Records for the exercise START
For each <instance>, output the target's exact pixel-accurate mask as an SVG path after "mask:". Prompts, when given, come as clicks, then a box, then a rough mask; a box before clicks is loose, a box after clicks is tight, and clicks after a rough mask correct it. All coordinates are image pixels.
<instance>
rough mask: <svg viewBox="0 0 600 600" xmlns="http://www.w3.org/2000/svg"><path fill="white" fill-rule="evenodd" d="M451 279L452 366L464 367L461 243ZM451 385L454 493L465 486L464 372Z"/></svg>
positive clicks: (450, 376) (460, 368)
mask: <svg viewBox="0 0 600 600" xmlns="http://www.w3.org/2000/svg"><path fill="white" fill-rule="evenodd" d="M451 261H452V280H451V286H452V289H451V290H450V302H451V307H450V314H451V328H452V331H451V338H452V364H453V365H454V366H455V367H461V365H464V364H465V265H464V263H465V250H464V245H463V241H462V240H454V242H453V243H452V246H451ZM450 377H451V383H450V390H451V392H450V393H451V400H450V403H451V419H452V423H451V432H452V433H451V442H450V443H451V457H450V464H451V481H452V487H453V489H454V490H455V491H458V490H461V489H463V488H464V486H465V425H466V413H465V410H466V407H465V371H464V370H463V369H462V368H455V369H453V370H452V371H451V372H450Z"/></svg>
Records for the exercise END
Assignment – An exact retyping of every line in the records is needed.

Your response –
For each <instance>, output the target's exact pixel-accurate mask as an SVG path after "mask:". Prompts, when given, come as clicks, then a box, then a rough mask; a box before clicks is loose, a box after clicks is tight, and clicks after a rough mask correct it. All coordinates are image pixels.
<instance>
rough mask: <svg viewBox="0 0 600 600" xmlns="http://www.w3.org/2000/svg"><path fill="white" fill-rule="evenodd" d="M451 279L452 366L464 367L461 243ZM451 385L454 493L465 486L464 372Z"/></svg>
positive clicks: (450, 376) (460, 368)
mask: <svg viewBox="0 0 600 600" xmlns="http://www.w3.org/2000/svg"><path fill="white" fill-rule="evenodd" d="M451 261H452V280H451V286H452V289H451V290H450V302H451V307H450V314H451V328H452V331H451V338H452V364H453V365H454V366H455V367H461V365H464V364H465V265H464V263H465V250H464V245H463V241H462V240H454V242H453V243H452V246H451ZM450 377H451V383H450V390H451V392H450V393H451V400H450V403H451V419H452V423H451V432H452V433H451V442H450V443H451V457H450V464H451V481H452V487H453V489H454V490H455V491H458V490H461V489H463V488H464V486H465V425H466V413H465V410H466V407H465V371H464V370H463V369H462V368H455V369H453V370H452V371H451V372H450Z"/></svg>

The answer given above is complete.